*What is expected:* Taking the records below, count the lines in which "building" appears and supply only the count.

+-------+

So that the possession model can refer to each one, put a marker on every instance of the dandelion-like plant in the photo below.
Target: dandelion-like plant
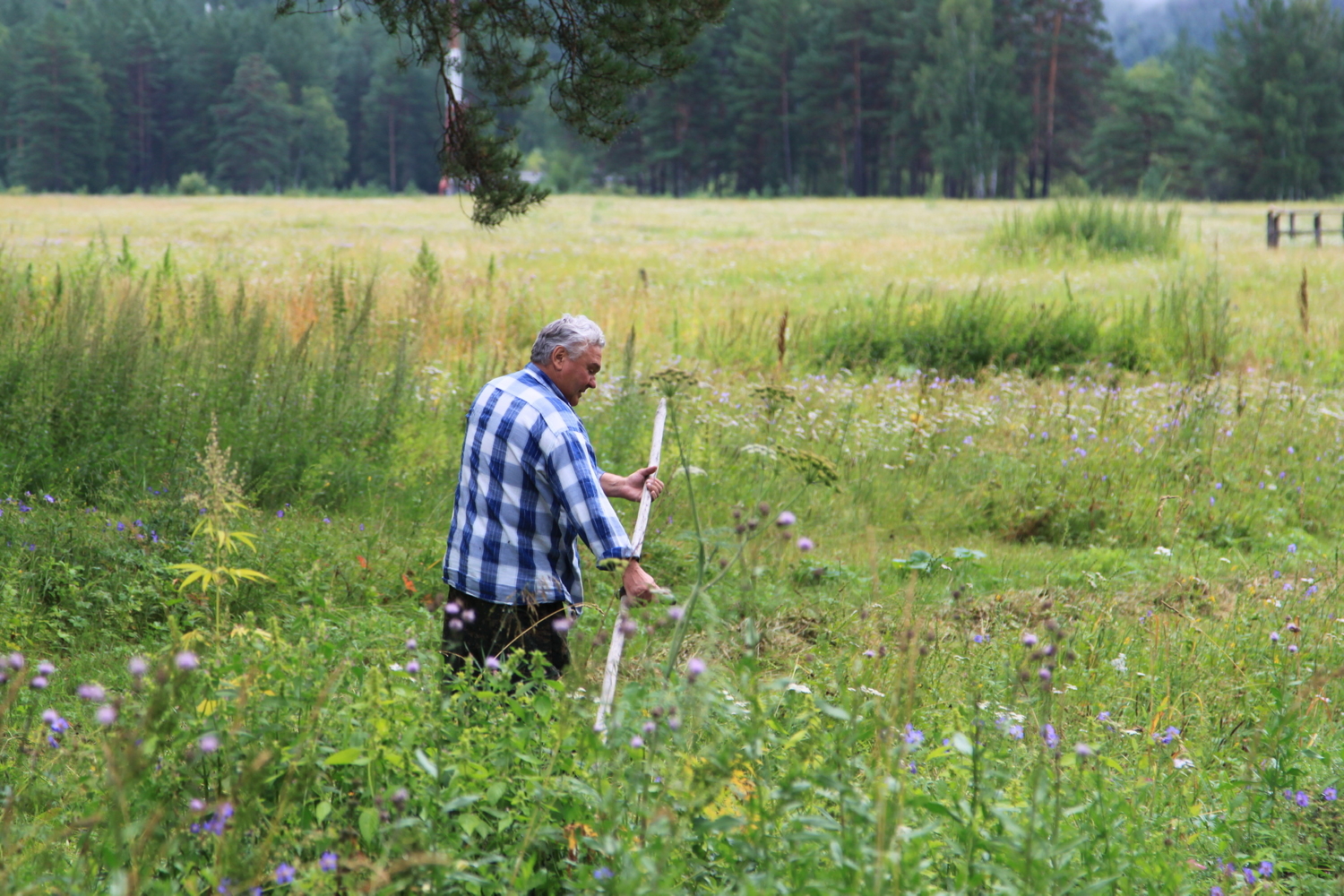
(220, 501)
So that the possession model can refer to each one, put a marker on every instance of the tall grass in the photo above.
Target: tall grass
(1093, 228)
(1187, 330)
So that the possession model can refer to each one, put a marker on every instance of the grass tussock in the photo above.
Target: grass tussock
(1187, 330)
(1094, 228)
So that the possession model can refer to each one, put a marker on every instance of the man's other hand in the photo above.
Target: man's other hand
(639, 584)
(632, 487)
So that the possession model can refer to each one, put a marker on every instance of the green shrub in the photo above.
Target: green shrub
(1094, 228)
(194, 185)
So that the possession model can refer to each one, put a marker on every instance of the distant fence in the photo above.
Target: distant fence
(1274, 223)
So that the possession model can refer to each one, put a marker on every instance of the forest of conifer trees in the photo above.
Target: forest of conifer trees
(973, 99)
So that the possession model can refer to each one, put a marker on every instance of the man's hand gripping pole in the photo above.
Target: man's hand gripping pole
(642, 524)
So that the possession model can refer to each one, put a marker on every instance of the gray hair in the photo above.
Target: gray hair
(573, 333)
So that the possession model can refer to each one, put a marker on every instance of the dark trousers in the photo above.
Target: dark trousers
(483, 629)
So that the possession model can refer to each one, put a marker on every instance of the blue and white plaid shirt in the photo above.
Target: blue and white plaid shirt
(529, 487)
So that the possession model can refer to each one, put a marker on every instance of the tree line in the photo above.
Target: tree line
(992, 99)
(972, 99)
(136, 94)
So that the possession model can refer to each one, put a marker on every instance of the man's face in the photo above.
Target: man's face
(577, 374)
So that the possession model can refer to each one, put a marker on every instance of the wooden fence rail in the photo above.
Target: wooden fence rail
(1274, 223)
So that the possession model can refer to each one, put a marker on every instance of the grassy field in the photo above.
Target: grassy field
(1056, 614)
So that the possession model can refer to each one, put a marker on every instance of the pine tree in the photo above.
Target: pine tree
(58, 110)
(322, 142)
(1279, 73)
(254, 125)
(402, 125)
(1152, 136)
(968, 94)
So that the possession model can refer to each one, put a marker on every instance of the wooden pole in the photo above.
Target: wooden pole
(642, 524)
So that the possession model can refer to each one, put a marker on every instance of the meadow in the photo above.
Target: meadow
(1012, 541)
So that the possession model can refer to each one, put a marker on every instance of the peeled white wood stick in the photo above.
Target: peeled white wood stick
(642, 524)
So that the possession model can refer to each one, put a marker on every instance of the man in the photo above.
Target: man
(527, 490)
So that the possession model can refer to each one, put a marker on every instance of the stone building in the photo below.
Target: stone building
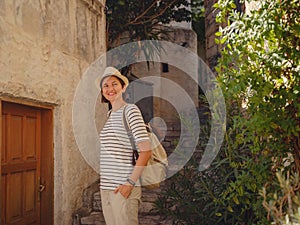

+-------+

*Reply to the task:* 2